Copy the entries in full from the line with "of the marsh" up to and including the line with "[(303, 351), (113, 310)]", shifting every coordinate in the answers up by 21.

Data listing
------------------------------------------------------------------------
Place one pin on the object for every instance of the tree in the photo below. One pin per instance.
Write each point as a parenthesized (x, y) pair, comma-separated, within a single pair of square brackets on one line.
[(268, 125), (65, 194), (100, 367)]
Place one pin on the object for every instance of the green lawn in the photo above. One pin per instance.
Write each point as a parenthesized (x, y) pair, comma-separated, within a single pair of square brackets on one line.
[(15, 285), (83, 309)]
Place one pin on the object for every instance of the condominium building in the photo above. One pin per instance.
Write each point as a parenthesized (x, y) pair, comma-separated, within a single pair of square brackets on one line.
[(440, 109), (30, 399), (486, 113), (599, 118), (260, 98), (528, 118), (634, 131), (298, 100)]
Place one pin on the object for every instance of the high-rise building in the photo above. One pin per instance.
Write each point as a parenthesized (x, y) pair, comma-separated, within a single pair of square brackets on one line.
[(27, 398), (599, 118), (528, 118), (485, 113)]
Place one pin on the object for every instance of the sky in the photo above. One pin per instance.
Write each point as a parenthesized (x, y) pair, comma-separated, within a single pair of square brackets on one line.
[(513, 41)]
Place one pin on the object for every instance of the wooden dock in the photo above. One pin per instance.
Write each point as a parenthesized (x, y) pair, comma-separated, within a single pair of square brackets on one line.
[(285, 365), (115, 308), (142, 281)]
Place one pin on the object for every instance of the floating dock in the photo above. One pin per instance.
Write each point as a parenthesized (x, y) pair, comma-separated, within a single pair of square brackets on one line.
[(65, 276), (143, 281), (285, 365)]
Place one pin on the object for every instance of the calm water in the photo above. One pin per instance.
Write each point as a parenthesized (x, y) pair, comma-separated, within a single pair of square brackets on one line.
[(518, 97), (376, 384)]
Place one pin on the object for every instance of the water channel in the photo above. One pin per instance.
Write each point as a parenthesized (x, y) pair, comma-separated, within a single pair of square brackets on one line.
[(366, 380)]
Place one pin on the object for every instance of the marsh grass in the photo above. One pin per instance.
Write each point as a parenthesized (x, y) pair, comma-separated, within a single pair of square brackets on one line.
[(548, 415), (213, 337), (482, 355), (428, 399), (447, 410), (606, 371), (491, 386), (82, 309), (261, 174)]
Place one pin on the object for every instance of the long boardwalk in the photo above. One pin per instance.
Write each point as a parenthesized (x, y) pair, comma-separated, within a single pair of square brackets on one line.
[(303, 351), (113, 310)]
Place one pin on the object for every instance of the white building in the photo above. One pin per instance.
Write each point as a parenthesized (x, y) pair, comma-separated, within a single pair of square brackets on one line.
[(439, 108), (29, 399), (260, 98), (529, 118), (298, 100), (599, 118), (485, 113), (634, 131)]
------------------------------------------------------------------------
EXERCISE OUTPUT -
Place one pin on the object for every instance of the marsh grass in the photo above. One pin per instance.
Write each point as a parenthesized (x, y) pair, comma-separated, within a single pair of square brackets on one line.
[(569, 436), (234, 358), (503, 376), (449, 420), (468, 431), (627, 392), (512, 407), (103, 330), (282, 195)]
Place one pin on the object for every instance of the long boardwalk in the photo above. One pin per instance.
Write each point as a parenthesized (x, y) pair, comma-separated, within a single pair of square brackets on one line.
[(324, 372), (134, 331)]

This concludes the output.